Complete the following:
1 > From the AP Stats practice problem, list every count of customers given in the problem statement, and say what each count refers to.
2 > Return every line of the entries that contains the string "metal". Case counts.

# AP Stats Unit 6 Practice FRQ #2

After completing a sale, a car company likes to send a follow-up survey where customers can indicate their level of satisfaction with their experience. One of the questions in the survey asks “would you recommend our company to a friend looking to purchase a vehicle?” The company wonders if people would answer the question differently based on whether they bought a new or used vehicle. From a list of all 2018 vehicle sales, the company randomly selects 105 customers who bought a new vehicle 120 customers who bought a used vehicle. 88 of the customers who bought new vehicles answered “yes,” while 85 of the customers who bought used vehicles answered “yes.”

At the significance level of 0.05, do the data provide convincing statistical evidence that the proportion of customers who would answer “yes” to the survey question is different for new vs used vehicle sales?

P(yes|new) = 88/105 = 0.838
P(yes|used) = 85/120 = 0.708
margin of error = +/- (1.960)sqrt[(0.838(0.162)/105)+(0.708(0.292)/120)]
margin of error = +/- 0.108
confidence interval = 0.05 +/- 0.108 = (-0.058, 0.113)

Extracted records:
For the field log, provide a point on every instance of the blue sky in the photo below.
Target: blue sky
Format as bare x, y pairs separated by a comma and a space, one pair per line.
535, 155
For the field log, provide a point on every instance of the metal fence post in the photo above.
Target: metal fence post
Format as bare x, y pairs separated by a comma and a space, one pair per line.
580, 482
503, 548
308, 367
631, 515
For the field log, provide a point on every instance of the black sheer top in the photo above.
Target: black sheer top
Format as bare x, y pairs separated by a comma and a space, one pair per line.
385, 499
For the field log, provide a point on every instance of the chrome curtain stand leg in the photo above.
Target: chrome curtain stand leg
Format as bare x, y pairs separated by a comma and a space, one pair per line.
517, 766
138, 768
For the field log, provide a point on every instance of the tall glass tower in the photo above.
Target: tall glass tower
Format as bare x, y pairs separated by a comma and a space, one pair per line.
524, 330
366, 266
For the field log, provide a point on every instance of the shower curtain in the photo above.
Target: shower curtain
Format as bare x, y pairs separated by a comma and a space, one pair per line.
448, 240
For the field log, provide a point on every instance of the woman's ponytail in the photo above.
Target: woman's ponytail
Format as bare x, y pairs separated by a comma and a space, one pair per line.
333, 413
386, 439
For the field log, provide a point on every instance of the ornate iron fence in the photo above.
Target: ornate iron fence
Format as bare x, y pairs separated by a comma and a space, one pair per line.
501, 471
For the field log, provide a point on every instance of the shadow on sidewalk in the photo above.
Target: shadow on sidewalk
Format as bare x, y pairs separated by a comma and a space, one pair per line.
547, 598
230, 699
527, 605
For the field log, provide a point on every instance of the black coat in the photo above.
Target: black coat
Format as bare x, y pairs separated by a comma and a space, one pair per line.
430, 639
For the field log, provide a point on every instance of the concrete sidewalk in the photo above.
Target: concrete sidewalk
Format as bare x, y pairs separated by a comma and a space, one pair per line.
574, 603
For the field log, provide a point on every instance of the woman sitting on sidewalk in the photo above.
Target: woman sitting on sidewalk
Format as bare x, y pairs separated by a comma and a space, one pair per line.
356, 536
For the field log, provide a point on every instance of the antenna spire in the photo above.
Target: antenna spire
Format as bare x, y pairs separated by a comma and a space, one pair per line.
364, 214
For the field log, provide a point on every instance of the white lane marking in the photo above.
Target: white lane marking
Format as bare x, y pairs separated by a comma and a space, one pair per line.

Expected outputs:
1 >
- 105: customers randomly selected who bought a new vehicle
- 120: customers randomly selected who bought a used vehicle
- 88: customers who bought new vehicles and answered "yes"
- 85: customers who bought used vehicles and answered "yes"

2 >
For the field log, provide a point on every instance of the metal fence post in the photo above.
Target: metal fence post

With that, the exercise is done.